- _Assignment_:
Word for word, restate each of the records below.

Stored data
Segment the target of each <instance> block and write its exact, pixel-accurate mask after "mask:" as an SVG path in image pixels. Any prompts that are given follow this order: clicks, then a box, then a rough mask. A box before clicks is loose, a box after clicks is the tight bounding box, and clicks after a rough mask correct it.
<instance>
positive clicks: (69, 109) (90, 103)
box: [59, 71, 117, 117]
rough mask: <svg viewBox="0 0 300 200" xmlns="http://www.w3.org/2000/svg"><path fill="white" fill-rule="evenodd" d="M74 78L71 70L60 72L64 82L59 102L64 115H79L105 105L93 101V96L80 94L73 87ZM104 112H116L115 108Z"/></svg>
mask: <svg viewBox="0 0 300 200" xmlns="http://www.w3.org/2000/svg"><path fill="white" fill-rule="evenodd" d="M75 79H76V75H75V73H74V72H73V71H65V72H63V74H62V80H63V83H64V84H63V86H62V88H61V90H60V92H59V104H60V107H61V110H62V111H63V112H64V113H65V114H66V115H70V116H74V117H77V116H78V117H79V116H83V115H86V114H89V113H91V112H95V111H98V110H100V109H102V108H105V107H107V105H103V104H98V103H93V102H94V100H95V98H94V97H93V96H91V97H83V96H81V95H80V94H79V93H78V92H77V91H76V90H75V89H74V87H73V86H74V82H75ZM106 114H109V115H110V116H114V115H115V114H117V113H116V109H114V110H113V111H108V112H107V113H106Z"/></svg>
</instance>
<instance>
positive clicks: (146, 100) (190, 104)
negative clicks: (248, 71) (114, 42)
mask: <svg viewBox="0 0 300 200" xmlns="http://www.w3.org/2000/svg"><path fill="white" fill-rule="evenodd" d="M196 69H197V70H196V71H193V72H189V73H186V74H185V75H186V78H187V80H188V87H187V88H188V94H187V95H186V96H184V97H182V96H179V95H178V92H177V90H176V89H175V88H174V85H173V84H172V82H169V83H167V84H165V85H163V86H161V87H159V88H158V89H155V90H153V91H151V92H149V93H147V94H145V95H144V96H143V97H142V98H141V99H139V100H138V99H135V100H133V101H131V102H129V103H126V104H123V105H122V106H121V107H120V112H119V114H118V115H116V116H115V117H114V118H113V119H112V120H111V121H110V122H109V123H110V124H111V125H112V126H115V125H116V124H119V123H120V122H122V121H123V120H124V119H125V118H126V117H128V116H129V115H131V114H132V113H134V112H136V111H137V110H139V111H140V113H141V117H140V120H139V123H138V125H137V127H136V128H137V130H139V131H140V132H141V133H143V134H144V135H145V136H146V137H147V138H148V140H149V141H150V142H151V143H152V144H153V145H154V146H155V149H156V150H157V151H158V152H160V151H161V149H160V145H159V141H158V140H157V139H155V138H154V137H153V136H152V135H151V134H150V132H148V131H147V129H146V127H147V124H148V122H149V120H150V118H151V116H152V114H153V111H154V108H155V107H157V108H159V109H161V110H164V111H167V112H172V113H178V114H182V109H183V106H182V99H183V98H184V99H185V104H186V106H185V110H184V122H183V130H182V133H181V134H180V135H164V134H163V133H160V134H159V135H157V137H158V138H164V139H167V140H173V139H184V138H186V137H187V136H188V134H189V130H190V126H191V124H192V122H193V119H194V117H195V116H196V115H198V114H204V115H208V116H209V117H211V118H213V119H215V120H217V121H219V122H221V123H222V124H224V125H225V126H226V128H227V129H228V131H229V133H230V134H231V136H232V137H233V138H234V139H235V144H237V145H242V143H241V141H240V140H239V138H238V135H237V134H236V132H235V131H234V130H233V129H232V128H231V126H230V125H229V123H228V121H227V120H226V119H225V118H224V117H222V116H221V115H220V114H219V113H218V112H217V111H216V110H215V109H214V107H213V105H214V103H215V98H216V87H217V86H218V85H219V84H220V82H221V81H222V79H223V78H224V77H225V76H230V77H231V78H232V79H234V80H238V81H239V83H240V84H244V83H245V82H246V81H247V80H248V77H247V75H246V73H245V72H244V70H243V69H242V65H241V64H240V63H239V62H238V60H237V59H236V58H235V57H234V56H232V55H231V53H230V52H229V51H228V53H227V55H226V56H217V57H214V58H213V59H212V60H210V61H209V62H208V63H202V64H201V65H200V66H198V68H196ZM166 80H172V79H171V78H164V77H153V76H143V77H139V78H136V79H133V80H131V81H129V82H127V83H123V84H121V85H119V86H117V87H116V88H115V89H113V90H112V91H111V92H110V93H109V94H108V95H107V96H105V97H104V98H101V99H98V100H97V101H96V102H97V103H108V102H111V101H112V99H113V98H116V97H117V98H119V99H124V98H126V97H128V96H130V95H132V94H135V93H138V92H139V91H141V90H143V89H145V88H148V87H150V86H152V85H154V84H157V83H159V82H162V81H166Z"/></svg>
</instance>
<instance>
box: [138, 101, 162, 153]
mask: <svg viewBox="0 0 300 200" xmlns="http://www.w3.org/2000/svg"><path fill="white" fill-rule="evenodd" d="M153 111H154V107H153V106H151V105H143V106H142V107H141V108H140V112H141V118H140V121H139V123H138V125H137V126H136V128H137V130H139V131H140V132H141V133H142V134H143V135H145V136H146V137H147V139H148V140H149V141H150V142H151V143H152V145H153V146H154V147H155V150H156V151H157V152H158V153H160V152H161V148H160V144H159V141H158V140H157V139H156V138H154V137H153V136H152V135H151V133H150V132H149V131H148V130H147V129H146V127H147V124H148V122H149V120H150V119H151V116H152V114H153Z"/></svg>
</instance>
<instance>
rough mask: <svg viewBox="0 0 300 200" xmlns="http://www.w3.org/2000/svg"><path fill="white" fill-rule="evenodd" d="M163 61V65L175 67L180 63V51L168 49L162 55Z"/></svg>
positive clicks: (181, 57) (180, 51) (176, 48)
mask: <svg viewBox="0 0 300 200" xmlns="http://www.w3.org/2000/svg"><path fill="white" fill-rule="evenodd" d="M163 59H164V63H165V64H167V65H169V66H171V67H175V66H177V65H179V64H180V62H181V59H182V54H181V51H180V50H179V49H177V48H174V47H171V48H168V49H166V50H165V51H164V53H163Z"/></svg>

- _Exercise answer_:
Segment the target of each <instance> block and write its exact, pixel-accurate mask after "mask:" as an SVG path in image pixels. Any prompts that are given follow this order: clicks, then a box, then a rough mask. A box before clicks is loose, a box after clicks is the tight bounding box, and clicks after a rough mask correct it.
<instance>
positive clicks: (69, 109) (90, 103)
box: [59, 71, 117, 117]
rough mask: <svg viewBox="0 0 300 200" xmlns="http://www.w3.org/2000/svg"><path fill="white" fill-rule="evenodd" d="M74 78L71 70L60 72L64 82L59 102L64 115H79L105 105L93 101V96L80 94L73 87ZM104 112H116L115 108Z"/></svg>
mask: <svg viewBox="0 0 300 200" xmlns="http://www.w3.org/2000/svg"><path fill="white" fill-rule="evenodd" d="M75 79H76V75H75V73H74V72H73V71H65V72H63V74H62V80H63V83H64V84H63V86H62V88H61V90H60V92H59V104H60V107H61V110H62V111H63V112H64V113H65V114H66V115H70V116H74V117H77V116H78V117H79V116H83V115H86V114H89V113H91V112H95V111H98V110H100V109H102V108H105V107H107V105H103V104H98V103H93V102H94V100H95V98H94V97H93V96H91V97H83V96H81V95H80V94H79V93H78V92H77V91H76V90H75V89H74V87H73V86H74V82H75ZM106 114H109V115H110V116H114V115H115V114H117V113H116V109H114V110H113V111H108V112H107V113H106Z"/></svg>
</instance>
<instance>
positive clicks: (146, 100) (190, 104)
negative clicks: (248, 71) (114, 42)
mask: <svg viewBox="0 0 300 200" xmlns="http://www.w3.org/2000/svg"><path fill="white" fill-rule="evenodd" d="M196 69H197V70H196V71H193V72H189V73H186V74H185V75H186V78H187V80H188V87H187V88H188V94H187V95H186V96H184V97H182V96H179V95H178V92H177V90H176V89H175V88H174V85H173V84H172V82H169V83H167V84H165V85H163V86H161V87H159V88H158V89H155V90H153V91H151V92H149V93H147V94H145V95H144V96H143V97H142V98H141V99H139V100H138V99H135V100H133V101H131V102H129V103H126V104H123V105H122V106H121V107H120V112H119V114H118V115H116V116H115V117H114V118H113V119H112V120H111V121H110V122H109V123H110V124H111V125H112V126H115V125H116V124H119V123H120V122H122V121H123V120H124V119H125V118H126V117H128V116H129V115H131V114H132V113H134V112H136V111H137V110H139V111H140V113H141V117H140V120H139V123H138V125H137V127H136V128H137V130H139V131H140V132H141V133H143V134H144V135H145V136H146V137H147V138H148V140H149V141H150V142H151V143H152V144H153V145H154V146H155V149H156V150H157V151H158V152H160V151H161V149H160V145H159V141H158V140H157V139H155V138H154V137H153V136H152V135H151V134H150V132H148V131H147V129H146V127H147V124H148V122H149V120H150V118H151V116H152V114H153V111H154V108H155V107H157V108H159V109H161V110H164V111H167V112H172V113H178V114H182V109H183V106H182V99H183V98H184V99H185V104H186V106H185V110H184V122H183V130H182V133H181V134H180V135H164V134H163V133H160V134H159V135H157V137H158V138H164V139H167V140H173V139H184V138H186V137H187V136H188V134H189V130H190V126H191V124H192V122H193V119H194V117H195V116H196V115H198V114H204V115H208V116H209V117H211V118H213V119H215V120H217V121H219V122H221V123H222V124H224V125H225V126H226V128H227V129H228V131H229V133H230V134H231V136H232V137H233V138H234V139H235V144H237V145H242V143H241V141H240V140H239V138H238V135H237V134H236V132H235V131H234V130H233V129H232V128H231V126H230V125H229V123H228V121H227V120H226V119H225V118H224V117H222V116H221V115H220V114H219V113H218V112H217V111H216V110H215V109H214V107H213V105H214V103H215V98H216V87H217V86H218V85H219V84H220V82H221V81H222V79H223V78H224V77H225V76H230V77H231V78H232V79H234V80H238V81H239V83H240V84H244V83H245V82H246V81H247V80H248V77H247V75H246V73H245V72H244V70H243V69H242V65H241V64H240V63H239V62H238V60H237V59H236V58H235V57H234V56H232V55H231V53H230V52H229V51H228V53H227V55H226V56H217V57H214V58H213V59H212V60H210V61H209V62H208V63H202V64H201V65H200V66H198V68H196ZM166 80H172V79H171V78H164V77H153V76H143V77H139V78H136V79H133V80H131V81H129V82H127V83H123V84H121V85H119V86H117V87H116V88H115V89H113V90H112V91H111V92H110V93H109V94H108V95H107V96H105V97H104V98H101V99H98V100H97V101H96V102H97V103H108V102H111V101H112V99H113V98H116V97H117V98H119V99H124V98H126V97H128V96H130V95H132V94H135V93H138V92H139V91H141V90H143V89H145V88H148V87H150V86H152V85H154V84H157V83H159V82H162V81H166Z"/></svg>
</instance>
<instance>
box: [138, 101, 162, 153]
mask: <svg viewBox="0 0 300 200" xmlns="http://www.w3.org/2000/svg"><path fill="white" fill-rule="evenodd" d="M153 111H154V107H153V106H151V105H143V106H142V107H141V108H140V112H141V118H140V121H139V123H138V125H137V126H136V128H137V130H139V131H140V132H141V133H142V134H143V135H145V136H146V137H147V139H148V140H149V141H150V142H151V143H152V145H153V146H154V147H155V150H156V151H157V152H158V153H160V152H161V148H160V144H159V141H158V140H157V139H156V138H154V137H153V136H152V135H151V133H150V132H149V131H148V130H147V129H146V127H147V124H148V122H149V120H150V119H151V116H152V114H153Z"/></svg>
</instance>
<instance>
rough mask: <svg viewBox="0 0 300 200" xmlns="http://www.w3.org/2000/svg"><path fill="white" fill-rule="evenodd" d="M163 61V65L175 67L180 63V51L168 49L162 55Z"/></svg>
positive clicks: (181, 57) (180, 51) (176, 48)
mask: <svg viewBox="0 0 300 200" xmlns="http://www.w3.org/2000/svg"><path fill="white" fill-rule="evenodd" d="M163 59H164V63H165V64H167V65H169V66H171V67H175V66H177V65H179V64H180V62H181V59H182V54H181V51H180V50H179V49H177V48H174V47H171V48H168V49H166V50H165V51H164V53H163Z"/></svg>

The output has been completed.